# EXCERPT:
════════

Israeli pundit Chemi Shalev of Haaretz first broke the silence. Feeling cornered by the right and unsupported by the left, Shalev articulates “the cries of anguish emanating from Israel’s peace camp.” He takes his frustration out on American progressive Jews themselves: “By staying silent, by refraining from the kind of forceful, game-changing protest that the current situation warrants, American Jews are not only abandoning like-minded Israelis, they are betraying Israel itself.”

And just like that, we’re finally talking. But to show how little communication we American and Israeli progressives have ever had in our cold romance, Shalev seems totally unfamiliar with the barriers American Jews have faced for decades. Shalev’s words suggest that he thinks American Jews have been “staying silent,” not protesting the ascendancy of the right. To be sure, this accusation is quite false. As an activist with nearly 20 years’ experience in American Jewish progressive advocacy on Israel, starting here at Tikkun when I co-founded a Politics of Meaning chapter in Boston, I think most of my grassroots colleagues would agree that we’ve been tiring ourselves out to make modest tactical gains every so often, like the Iran deal. American Jewish progressives have stared down opprobrium and ostracism in our own communities, unsure exactly how to help but unwilling to let the right wing get away with its claim to represent us. Our efforts have not yet succeeded in turning the tide, so Shalev’s frustration is understandable, but his accusation is misinformed.

In that context, it is easy to see how American progressive Jews could have been offended by Shalev’s accusation of betrayal. But unfortunately The Forward’s editor-in-chief Jane Eisner took Shalev’s “cries of anguish” personally, coldly lashing out against Shalev: “We cannot and should not be expected to save Israeli Jews from themselves.” Eisner not only declines to help but even to recognize a progressive movement within Israel worthy of help. Instead, she offers only the stony truism that “in the end, all we can ask is to be highly knowledgeable and engaged witnesses to each other’s stories.” In the end of what? In the end of a cataclysmic humanitarian catastrophe that we American Jewish progressives might have prevented if we had taken more risks back in January 2016? Let us not join Eisner as a dispassionate “witness” to the death throes of the Israeli left.

════════

[Location-labeling records]
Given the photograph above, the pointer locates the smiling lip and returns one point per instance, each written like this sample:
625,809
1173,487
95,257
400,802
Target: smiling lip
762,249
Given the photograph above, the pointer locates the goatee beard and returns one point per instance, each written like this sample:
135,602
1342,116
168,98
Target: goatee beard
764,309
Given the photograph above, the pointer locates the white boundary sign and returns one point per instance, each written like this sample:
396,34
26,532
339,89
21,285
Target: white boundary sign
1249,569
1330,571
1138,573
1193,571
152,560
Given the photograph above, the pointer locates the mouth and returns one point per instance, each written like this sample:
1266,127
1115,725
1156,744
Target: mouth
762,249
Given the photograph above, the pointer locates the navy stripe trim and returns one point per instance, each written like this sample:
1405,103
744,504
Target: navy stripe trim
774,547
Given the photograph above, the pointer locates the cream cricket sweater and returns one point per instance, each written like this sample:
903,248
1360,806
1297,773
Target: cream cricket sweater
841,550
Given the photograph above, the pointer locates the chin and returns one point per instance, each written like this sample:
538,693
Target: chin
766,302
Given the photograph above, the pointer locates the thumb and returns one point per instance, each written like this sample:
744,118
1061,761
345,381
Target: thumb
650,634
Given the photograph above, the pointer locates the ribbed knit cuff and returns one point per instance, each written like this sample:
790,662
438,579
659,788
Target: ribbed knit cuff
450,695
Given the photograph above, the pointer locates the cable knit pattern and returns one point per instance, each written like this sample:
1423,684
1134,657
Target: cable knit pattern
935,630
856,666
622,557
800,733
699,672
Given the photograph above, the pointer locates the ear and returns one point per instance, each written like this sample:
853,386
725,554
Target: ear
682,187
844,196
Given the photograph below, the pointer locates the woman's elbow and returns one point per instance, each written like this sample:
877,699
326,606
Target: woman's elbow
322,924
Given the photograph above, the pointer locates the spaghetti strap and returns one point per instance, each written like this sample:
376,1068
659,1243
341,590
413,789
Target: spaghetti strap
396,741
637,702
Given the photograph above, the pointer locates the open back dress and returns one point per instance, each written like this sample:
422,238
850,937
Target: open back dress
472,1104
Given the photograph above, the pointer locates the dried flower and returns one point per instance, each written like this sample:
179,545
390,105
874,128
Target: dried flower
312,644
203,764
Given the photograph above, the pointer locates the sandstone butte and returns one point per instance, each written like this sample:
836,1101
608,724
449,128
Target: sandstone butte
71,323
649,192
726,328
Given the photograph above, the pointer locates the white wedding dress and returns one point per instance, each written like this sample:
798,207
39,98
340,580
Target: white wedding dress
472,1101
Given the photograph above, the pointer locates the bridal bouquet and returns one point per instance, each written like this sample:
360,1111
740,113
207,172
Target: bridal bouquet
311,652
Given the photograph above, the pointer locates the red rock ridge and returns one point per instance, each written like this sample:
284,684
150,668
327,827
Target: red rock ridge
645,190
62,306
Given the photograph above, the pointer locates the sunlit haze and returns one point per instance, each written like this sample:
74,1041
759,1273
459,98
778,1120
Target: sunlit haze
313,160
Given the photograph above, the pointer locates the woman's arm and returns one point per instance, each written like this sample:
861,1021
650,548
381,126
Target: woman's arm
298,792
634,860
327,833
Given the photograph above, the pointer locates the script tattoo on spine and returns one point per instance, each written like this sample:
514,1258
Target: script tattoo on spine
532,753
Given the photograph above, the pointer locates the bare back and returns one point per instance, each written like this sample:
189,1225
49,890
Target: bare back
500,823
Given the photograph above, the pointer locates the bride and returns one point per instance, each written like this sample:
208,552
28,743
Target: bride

════════

Pick up the essay on American and Israeli progressive Jews after its last sentence and keep writing. The records play no part here.

# RESULT OF THIS EXERCISE:
While Eisner’s defensiveness is unconstructive, her frustration gets us somewhere. She would like to “be convinced that my complaints from New York might have real consequences in Jerusalem,” but she is not so convinced. “Instead,” she writes, “I see a demoralized Israeli left that needs to get its own act together before it demands more from us.” Just as Shalev misdiagnosed American Jewish progressives’ troubles, Eisner misdiagnoses her Israeli counterparts, imagining that they are not trying hard enough. Perhaps with more communication, American Jewish and Israeli progressives could create a working relationship, but Eisner only channels Netanyahu by setting impossible, subjective preconditions for putting any effort into the peace process. Shalev is drowning and admittedly sputtering, and Eisner throws him an anchor instead of a life preserver.

Shalev was taken aback. In a rambling, often sarcastic response, Shalev grapples with his disbelief that American Jews would not even try to help Israeli progressives “before turning their backs and looking the other way.” If Israeli-American progressive Jewish collaboration goes no deeper than Eisner’s pious disengagement, Shalev rages, “my relationship with American Jews was built on a lie.”

One of Shalev’s many return volleys hits home: “Right-wing American Jews certainly don’t feel any such compunctions. They are completely immersed . . . [in] advancing their causes in Israel, with all their heart and far too much of their money.” Indeed. As much as anything, today’s twisted Israel is a product of right-wing American engagement and left-wing American disengagement.

New Israel Fund CEO Daniel Sokatch would know. He entered the fray three days later, observing that “the current state of political affairs didn’t just happen.” Sokatch traces Israel’s path away from democracy through recent settler advocacy, underscoring Shalev’s point that the left has not matched the right wing’s engagement, and making the case that greater progressive participation in Israel’s political processes might lead to better results. He argues for confidence and investment in “the new beginning of a progressive infrastructure,” including “think tanks, media monitoring, online organizing, and other progressive institutions.”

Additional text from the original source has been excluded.